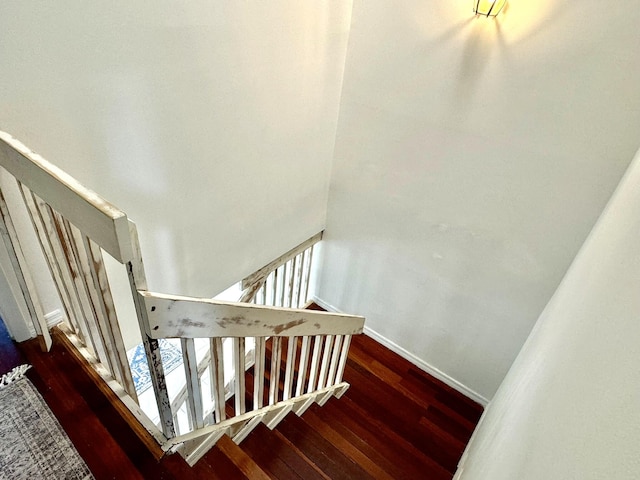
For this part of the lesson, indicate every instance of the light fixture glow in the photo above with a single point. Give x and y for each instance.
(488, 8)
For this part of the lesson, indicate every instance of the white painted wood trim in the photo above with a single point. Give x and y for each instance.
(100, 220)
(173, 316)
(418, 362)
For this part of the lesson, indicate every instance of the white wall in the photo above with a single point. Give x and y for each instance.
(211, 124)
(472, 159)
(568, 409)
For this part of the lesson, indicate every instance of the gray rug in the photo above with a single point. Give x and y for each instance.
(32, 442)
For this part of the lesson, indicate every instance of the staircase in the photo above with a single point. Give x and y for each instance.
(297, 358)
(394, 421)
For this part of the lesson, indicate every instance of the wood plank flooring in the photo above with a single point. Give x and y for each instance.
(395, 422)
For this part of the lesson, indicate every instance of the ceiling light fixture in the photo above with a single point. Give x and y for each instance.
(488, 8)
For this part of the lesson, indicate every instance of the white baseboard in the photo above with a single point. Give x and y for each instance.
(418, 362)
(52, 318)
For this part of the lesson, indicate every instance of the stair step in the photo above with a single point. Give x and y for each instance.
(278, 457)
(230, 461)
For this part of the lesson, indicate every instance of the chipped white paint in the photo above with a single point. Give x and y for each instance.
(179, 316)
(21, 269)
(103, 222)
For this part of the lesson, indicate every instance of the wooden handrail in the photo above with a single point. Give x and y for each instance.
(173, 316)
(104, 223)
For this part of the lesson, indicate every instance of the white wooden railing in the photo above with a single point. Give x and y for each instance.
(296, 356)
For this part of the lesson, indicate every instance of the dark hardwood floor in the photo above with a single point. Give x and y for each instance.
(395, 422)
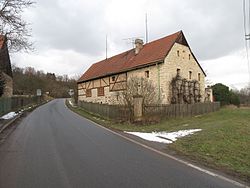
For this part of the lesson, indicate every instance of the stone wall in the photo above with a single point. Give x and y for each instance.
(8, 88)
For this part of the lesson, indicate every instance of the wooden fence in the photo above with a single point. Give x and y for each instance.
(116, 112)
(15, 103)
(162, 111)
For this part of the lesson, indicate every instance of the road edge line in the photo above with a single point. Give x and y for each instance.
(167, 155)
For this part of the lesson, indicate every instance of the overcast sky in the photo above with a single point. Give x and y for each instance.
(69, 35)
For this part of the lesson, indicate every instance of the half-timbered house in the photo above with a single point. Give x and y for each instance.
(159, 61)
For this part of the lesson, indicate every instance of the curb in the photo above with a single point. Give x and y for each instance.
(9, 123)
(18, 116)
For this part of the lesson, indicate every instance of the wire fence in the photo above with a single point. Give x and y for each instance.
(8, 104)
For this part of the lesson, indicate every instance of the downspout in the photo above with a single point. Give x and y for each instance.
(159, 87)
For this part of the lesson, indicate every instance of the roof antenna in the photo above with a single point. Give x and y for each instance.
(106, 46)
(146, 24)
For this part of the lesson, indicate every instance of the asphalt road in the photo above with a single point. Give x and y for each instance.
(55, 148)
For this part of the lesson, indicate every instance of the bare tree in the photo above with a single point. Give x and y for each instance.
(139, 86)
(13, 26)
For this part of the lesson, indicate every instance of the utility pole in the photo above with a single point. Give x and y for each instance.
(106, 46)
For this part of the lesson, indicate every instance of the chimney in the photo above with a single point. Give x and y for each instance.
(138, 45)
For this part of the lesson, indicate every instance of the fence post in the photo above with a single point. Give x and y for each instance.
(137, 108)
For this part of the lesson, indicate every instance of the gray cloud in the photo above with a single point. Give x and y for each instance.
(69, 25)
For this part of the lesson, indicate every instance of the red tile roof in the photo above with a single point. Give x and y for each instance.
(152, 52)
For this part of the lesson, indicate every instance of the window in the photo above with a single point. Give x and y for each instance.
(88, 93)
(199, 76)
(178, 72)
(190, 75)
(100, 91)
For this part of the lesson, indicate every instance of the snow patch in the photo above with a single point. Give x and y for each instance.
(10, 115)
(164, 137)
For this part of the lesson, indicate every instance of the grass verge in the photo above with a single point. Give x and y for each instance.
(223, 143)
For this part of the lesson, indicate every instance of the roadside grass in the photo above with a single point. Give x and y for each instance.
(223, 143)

########

## Task to carry out
Please give back every line above exactly as it stands, without pictures.

## Output for this exercise
For this part of the lesson, indicate every instance of the light fixture glow in the photo above with a single point. Give x and y for each instance.
(488, 8)
For this part of the lesson, indicate every instance of the white painted wood trim in the photo above with a single point. Give x and y for each instance.
(100, 220)
(173, 316)
(418, 362)
For this part of the lesson, indicate every instance of the white wall in the photo above with a single point. Give x and y for each instance.
(211, 124)
(472, 159)
(568, 409)
For this part of the lesson, indicate every instance of the gray rug in the photo above with a single point. Give x and y for each instance.
(32, 442)
For this part of the lesson, indicate every instance of the staircase in the photo above with a single point. Give x and y for each instance.
(297, 358)
(394, 421)
For this part of the lesson, indicate every instance of the wood plank flooring in the photo above with a single point. Give x and y for each instance.
(395, 422)
For this part of the lesson, indicate every instance of the ceiling light fixture in the photo above with a single point. Give x and y for each instance.
(488, 8)
For this part of the lesson, indicate every instance of the white baseboard in the photo above with a single point. Give x and y for each instance.
(418, 362)
(52, 318)
For this part of the lesson, indicate every instance of the stair step in the photo above with a single point. Give x and y for each instance.
(278, 457)
(230, 461)
For this part of the lesson, indicate every instance of the chipped white paint in the photo above with a single point. Give x and y for each instance.
(179, 316)
(21, 269)
(103, 222)
For this part of the lesson, indicate every instance of the wooden handrail in the photo above with a single point. Give x and y for each instance.
(173, 316)
(104, 223)
For this part of the lesson, indicate every instance of the white wooden railing in the photo above with a single point. Give x and y for each instance.
(296, 356)
For this part of the lesson, indicate every instance of the dark hardwood floor in the photo above with a single point. Give x and y for each instance.
(395, 422)
For this part of the lesson, indicate every instance of the stone wall in the photo above with a single point. Give x and y for each instance.
(8, 88)
For this part of the lesson, indicate every instance of the wooden fence in the photo above with a single point. Give x and y for each instance.
(116, 112)
(15, 103)
(162, 111)
For this part of the lesson, indicate every instance of the road edge line in the photo above with a single point. Give x and y for each instance.
(167, 155)
For this part of the lesson, indicate every instance of the overcast sky in the photo above with a single point. Give x and y for each instance.
(69, 35)
For this part of the lesson, indicate every instance of the half-timbered house in the photo above with a single point. Give x and y for each instance.
(159, 61)
For this part of the lesson, indicate every instance of the curb in the photo above with a single point. Give x and y for each instance.
(9, 123)
(18, 116)
For this part of the lesson, indicate every instance of the wire fence in the photo above with a single point. Give x and y for each instance.
(8, 104)
For this part of the lesson, indicate every instance of the downspout in the photo above with a single point. Give x and y for each instance.
(159, 87)
For this part of the lesson, indicate every instance of the roof antenna in the photo above with a single point. Give x and y for each instance.
(106, 46)
(146, 24)
For this part of the lesson, indicate every instance of the asphalt road in the photo above with a single point. Give x and y for each instance.
(55, 148)
For this part of the lesson, indicate every instance of the bare tree in the photo above with a single point. Give x and y for each instance.
(139, 86)
(13, 26)
For this part of the lesson, indicate every instance of the utility pole in the photo above with a single point. Give x and y for each instance.
(106, 46)
For this part of the lesson, indicate every instance of the chimney in the photo above with a single point. Give x and y for each instance.
(138, 45)
For this part of the lesson, indicate every instance of the fence post in the photo above with a single point. Give x and y for each instance.
(137, 108)
For this part of the lesson, indicate every instance of the gray cloud in the photo above with a single point. Give x and y for each instance.
(69, 25)
For this part of the lesson, indicate every instance of the red tile roof in the photo above with a single point. Give x and y for each instance.
(152, 52)
For this part of the lesson, indicate every instance of the window in the photo above with a single point. Give x and y for each instance.
(88, 93)
(199, 76)
(178, 72)
(190, 75)
(100, 91)
For this part of the lesson, indicate every instance of the snow patch in the photo above with a single point. Give x and y for each instance.
(10, 115)
(164, 137)
For this part of the lesson, indicate every instance of the grass verge in the photo above with a single point. Give x and y for each instance.
(223, 143)
For this part of the lesson, indicate every instance of the roadside grass in the photo above with a single point. Give x and y for each instance.
(223, 143)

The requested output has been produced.